What the task asks: Collect every line of the data below that contains the word "pitched" and copy each one out in full.

Data:
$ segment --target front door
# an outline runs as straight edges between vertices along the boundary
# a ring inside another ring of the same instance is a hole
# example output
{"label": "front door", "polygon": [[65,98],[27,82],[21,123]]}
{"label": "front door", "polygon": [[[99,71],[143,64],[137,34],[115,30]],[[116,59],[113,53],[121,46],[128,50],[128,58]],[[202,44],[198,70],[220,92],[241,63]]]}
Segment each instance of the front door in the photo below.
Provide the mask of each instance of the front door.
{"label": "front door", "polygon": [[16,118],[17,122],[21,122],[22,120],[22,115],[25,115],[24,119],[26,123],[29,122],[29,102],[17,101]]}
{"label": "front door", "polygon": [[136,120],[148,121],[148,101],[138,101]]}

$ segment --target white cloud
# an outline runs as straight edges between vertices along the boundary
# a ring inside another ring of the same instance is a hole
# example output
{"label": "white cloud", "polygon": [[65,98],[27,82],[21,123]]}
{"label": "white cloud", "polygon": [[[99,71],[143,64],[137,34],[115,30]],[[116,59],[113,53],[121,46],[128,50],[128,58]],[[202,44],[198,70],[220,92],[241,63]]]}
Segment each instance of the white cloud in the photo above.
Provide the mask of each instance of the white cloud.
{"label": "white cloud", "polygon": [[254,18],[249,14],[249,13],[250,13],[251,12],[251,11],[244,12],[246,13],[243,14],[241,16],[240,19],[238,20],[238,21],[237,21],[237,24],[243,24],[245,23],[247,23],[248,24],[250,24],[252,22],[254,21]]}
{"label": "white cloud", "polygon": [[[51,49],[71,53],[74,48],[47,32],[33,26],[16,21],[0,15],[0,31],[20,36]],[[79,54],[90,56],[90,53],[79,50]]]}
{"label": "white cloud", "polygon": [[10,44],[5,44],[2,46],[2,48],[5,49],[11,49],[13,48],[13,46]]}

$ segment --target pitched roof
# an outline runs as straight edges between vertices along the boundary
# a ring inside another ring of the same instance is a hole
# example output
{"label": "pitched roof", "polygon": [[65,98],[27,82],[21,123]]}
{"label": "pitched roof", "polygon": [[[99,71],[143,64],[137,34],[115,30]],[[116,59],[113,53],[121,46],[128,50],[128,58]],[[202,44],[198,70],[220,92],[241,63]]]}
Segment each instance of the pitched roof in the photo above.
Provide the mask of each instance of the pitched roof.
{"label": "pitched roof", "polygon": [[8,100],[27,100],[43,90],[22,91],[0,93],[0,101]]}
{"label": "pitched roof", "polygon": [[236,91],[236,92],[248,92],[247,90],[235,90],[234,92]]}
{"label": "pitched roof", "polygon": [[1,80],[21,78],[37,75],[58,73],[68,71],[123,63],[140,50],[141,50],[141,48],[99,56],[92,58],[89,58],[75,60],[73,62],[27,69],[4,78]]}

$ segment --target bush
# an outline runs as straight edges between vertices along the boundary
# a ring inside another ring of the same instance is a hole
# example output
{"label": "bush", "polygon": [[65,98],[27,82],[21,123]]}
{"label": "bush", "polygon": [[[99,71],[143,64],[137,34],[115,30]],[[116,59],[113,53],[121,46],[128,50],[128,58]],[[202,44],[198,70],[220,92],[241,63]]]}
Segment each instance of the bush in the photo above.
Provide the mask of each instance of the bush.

In response:
$ segment --target pitched roof
{"label": "pitched roof", "polygon": [[65,98],[27,82],[21,123]]}
{"label": "pitched roof", "polygon": [[[99,71],[143,64],[137,34],[115,30]],[[116,59],[113,53],[121,46],[128,50],[128,58]],[[202,44],[198,70],[220,92],[241,63]]]}
Segment each instance of the pitched roof in the photo above.
Provide the mask of each instance of the pitched roof.
{"label": "pitched roof", "polygon": [[8,100],[27,100],[43,90],[22,91],[0,93],[0,101]]}
{"label": "pitched roof", "polygon": [[236,91],[236,92],[248,92],[247,90],[235,90],[234,92]]}
{"label": "pitched roof", "polygon": [[1,80],[21,78],[37,75],[58,73],[68,71],[123,63],[140,50],[141,50],[141,48],[99,56],[92,58],[89,58],[75,60],[73,62],[27,69],[4,78]]}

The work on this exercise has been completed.